Restating the data exactly is the whole task.

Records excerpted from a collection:
━━━━━━━━━━

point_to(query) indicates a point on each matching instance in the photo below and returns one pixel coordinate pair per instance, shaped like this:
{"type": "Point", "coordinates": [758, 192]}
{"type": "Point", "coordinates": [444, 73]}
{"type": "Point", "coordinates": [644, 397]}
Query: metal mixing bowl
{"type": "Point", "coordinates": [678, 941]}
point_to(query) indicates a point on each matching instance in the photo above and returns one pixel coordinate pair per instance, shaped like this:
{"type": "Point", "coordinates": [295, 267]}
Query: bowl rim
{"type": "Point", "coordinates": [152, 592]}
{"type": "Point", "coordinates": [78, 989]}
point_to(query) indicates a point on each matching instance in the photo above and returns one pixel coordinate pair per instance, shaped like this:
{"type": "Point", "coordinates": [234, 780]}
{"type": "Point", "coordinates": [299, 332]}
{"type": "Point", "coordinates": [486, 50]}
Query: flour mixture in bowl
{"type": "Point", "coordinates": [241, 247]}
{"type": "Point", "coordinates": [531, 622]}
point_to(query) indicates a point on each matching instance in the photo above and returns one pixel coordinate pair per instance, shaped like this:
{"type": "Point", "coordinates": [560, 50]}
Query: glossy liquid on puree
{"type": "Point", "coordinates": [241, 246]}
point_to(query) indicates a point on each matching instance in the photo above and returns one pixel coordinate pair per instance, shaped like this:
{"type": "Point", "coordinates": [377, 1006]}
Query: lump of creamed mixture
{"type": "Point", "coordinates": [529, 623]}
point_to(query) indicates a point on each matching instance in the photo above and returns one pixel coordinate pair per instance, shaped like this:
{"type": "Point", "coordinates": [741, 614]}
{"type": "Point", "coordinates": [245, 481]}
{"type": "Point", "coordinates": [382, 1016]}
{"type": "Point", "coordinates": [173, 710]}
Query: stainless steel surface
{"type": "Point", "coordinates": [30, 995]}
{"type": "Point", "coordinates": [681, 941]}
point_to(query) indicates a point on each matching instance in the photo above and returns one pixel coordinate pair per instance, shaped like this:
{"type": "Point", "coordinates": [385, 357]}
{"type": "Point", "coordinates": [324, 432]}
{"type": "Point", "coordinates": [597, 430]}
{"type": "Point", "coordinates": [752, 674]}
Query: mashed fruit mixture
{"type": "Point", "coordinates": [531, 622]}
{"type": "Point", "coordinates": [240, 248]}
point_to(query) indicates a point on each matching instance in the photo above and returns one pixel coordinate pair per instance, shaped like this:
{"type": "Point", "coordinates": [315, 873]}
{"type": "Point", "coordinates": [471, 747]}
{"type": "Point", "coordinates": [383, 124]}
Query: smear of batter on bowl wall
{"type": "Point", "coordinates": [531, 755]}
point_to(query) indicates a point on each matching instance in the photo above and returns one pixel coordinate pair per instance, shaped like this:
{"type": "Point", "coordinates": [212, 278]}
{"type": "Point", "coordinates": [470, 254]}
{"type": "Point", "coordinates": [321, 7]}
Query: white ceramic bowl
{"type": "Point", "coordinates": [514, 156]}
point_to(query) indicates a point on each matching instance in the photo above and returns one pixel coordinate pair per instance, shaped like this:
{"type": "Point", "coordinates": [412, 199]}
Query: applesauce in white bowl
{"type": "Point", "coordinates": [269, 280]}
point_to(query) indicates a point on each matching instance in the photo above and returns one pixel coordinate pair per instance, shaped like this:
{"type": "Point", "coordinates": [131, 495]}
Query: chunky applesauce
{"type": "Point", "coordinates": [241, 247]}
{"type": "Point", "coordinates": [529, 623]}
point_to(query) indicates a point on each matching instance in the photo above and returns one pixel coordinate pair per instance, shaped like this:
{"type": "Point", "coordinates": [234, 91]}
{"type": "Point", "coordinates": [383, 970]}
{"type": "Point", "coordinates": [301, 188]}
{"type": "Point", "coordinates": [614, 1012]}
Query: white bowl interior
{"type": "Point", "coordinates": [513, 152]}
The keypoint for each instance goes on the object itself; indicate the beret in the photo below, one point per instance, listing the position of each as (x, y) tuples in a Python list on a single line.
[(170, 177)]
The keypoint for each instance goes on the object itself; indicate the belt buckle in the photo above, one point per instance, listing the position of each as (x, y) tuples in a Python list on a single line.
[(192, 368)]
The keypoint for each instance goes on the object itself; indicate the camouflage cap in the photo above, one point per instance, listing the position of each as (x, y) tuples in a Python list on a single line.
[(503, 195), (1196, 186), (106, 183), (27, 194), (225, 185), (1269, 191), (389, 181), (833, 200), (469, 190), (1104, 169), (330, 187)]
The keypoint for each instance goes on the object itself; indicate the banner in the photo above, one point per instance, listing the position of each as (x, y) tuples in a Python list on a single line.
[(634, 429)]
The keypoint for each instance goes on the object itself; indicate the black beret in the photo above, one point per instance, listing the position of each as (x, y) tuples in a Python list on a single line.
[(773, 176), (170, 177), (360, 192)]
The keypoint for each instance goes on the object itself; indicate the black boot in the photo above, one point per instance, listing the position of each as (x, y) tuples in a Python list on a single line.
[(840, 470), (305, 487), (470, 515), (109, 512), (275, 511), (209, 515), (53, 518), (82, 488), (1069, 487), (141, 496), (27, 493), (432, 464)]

━━━━━━━━━━

### Answer area
point_to(query) indicates a point on each matching instance in the photo below and returns one pixel coordinate pair per instance, shaped like this:
{"type": "Point", "coordinates": [758, 192]}
{"type": "Point", "coordinates": [444, 73]}
{"type": "Point", "coordinates": [644, 397]}
Query: metal mixing bowl
{"type": "Point", "coordinates": [678, 941]}
point_to(query) indicates a point on each matching instance in the photo above and returns one pixel coordinate pair per instance, shaped like this:
{"type": "Point", "coordinates": [295, 267]}
Query: bowl rim
{"type": "Point", "coordinates": [152, 592]}
{"type": "Point", "coordinates": [78, 989]}
point_to(query) indicates a point on each matching instance in the photo above and returns one pixel coordinate pair per instance, shaped like this:
{"type": "Point", "coordinates": [234, 780]}
{"type": "Point", "coordinates": [299, 332]}
{"type": "Point", "coordinates": [486, 50]}
Query: flour mixture in bowl
{"type": "Point", "coordinates": [241, 247]}
{"type": "Point", "coordinates": [531, 622]}
point_to(query) indicates a point on each matching instance in the photo above and returns one pixel coordinate pair per instance, shaped like this:
{"type": "Point", "coordinates": [560, 50]}
Query: glossy liquid on puree
{"type": "Point", "coordinates": [241, 246]}
point_to(query) indicates a point on each matching instance in the photo above and returns one pixel coordinate pair per instance, shaped like this:
{"type": "Point", "coordinates": [377, 1006]}
Query: lump of creamed mixture
{"type": "Point", "coordinates": [529, 623]}
point_to(query) indicates a point on each matching instance in the photo above and returns one pixel coordinate pair per instance, shaped like this:
{"type": "Point", "coordinates": [741, 614]}
{"type": "Point", "coordinates": [245, 481]}
{"type": "Point", "coordinates": [382, 1016]}
{"type": "Point", "coordinates": [173, 710]}
Query: stainless steel surface
{"type": "Point", "coordinates": [30, 995]}
{"type": "Point", "coordinates": [681, 941]}
point_to(query) indicates a point on each matching instance in the photo above and returns one pixel coordinate pair per instance, shaped like this:
{"type": "Point", "coordinates": [385, 357]}
{"type": "Point", "coordinates": [324, 432]}
{"type": "Point", "coordinates": [597, 430]}
{"type": "Point", "coordinates": [752, 674]}
Query: mashed fruit mixture
{"type": "Point", "coordinates": [531, 622]}
{"type": "Point", "coordinates": [240, 248]}
point_to(query) indicates a point on each matching instance in the photo above and returns one pixel coordinate pair per instance, shaped like this:
{"type": "Point", "coordinates": [315, 873]}
{"type": "Point", "coordinates": [471, 747]}
{"type": "Point", "coordinates": [383, 124]}
Query: smear of batter on bowl wall
{"type": "Point", "coordinates": [531, 755]}
point_to(query) indicates a point on each matching instance in the photo above and returns one pixel coordinate pair per instance, shaped like this:
{"type": "Point", "coordinates": [212, 278]}
{"type": "Point", "coordinates": [470, 254]}
{"type": "Point", "coordinates": [321, 7]}
Query: white ceramic bowl
{"type": "Point", "coordinates": [514, 156]}
point_to(query) indicates a point on each matching instance in the photo above and returns one pixel coordinate pair per instance, shaped like this:
{"type": "Point", "coordinates": [412, 199]}
Query: applesauce in white bowl
{"type": "Point", "coordinates": [269, 280]}
point_to(query) indicates a point on each matching instance in the photo above and returns one pixel coordinate pair per instance, shaped like this:
{"type": "Point", "coordinates": [131, 495]}
Query: chunky applesauce
{"type": "Point", "coordinates": [241, 247]}
{"type": "Point", "coordinates": [529, 623]}
point_to(query) indicates a point on each matching instance in the photo above and returns one pixel coordinate pair per instance, shaped like this:
{"type": "Point", "coordinates": [234, 91]}
{"type": "Point", "coordinates": [383, 970]}
{"type": "Point", "coordinates": [301, 188]}
{"type": "Point", "coordinates": [614, 1012]}
Query: white bowl interior
{"type": "Point", "coordinates": [513, 152]}
The keypoint for each instance goes on the object itself; indicate the beret in the photo below, one point per instance, listing the position of each as (x, y) tuples in a Python list on a single line.
[(170, 177)]
The keypoint for each instance goes on the object itself; indicate the belt buckle in the photo above, one point per instance, listing the position of each as (x, y) tuples in a Python list on a single line.
[(192, 368)]
The keypoint for each instance goes on the object itself; indicate the camouflage cap in the photo above, one point per instance, listing the position of each as (x, y) tuples in a Python list on a single line.
[(503, 195), (1196, 186), (106, 183), (27, 194), (225, 185), (1269, 191), (389, 181), (833, 200), (469, 190), (1104, 169), (330, 187)]
The keypoint for each instance goes on the object itself; indicate the banner in the photo above, one point per instance, listing the position of each as (x, y) tuples in a Python list on a single line.
[(634, 429)]
The keypoint for each instance goes on the object itself; indicate the black beret in the photo above, one point per instance, listing the position of each as (x, y) tuples in a Python list on a single line.
[(773, 176), (170, 177), (360, 192)]
The keypoint for each instance goes on the object itself; indicate the black boot in the photo above, one point per instance, listing the position of each as (x, y) tuples in a Python list on a single line.
[(840, 470), (305, 487), (470, 515), (109, 512), (275, 511), (209, 515), (53, 518), (82, 488), (1069, 487), (141, 496), (27, 493), (432, 464)]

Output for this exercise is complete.